▶ _Listed records_
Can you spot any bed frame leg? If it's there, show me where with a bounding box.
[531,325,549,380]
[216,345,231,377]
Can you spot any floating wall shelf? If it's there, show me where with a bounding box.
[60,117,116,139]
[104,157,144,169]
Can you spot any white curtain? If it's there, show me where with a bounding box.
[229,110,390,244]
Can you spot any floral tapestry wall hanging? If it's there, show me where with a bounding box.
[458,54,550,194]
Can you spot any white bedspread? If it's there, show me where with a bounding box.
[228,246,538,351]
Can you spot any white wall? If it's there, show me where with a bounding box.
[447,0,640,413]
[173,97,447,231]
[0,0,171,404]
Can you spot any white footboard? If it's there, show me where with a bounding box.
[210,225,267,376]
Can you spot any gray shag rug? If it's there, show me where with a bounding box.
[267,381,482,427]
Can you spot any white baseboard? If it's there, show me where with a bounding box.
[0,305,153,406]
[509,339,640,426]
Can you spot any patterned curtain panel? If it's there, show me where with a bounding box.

▶ _Given exercise_
Copy the listing above line for line, with no changes.

▶ _Response_
Can you spot any bed frame leg? If it's there, show me where with a bounding box.
[531,325,549,380]
[216,345,231,377]
Can you spot any floating wall shelf? If it's there, show me where with a bounding box.
[60,117,116,139]
[104,157,144,169]
Can you spot any white curtain? If it's there, show me where with a bounding box.
[229,110,390,244]
Can you spot any floral tapestry wall hanging? If it's there, show me where with a bounding box.
[458,54,550,194]
Can you spot any white bedspread? If it's there, show me where with a bounding box.
[228,246,538,351]
Can you spot any white wall? If it's there, show me where with a bounding box.
[447,0,640,413]
[173,97,447,231]
[0,0,171,404]
Can you spot any white footboard? If it's there, show me where with a bounding box.
[210,225,267,376]
Can you spot any gray shag rug? If it's there, show me where with a bounding box.
[267,381,482,427]
Can you spot any white baseboard? If it's there, show me where with a bounding box.
[0,305,153,406]
[509,339,640,426]
Can you spot any patterned curtain panel? If it's there, show me where with a bounding box.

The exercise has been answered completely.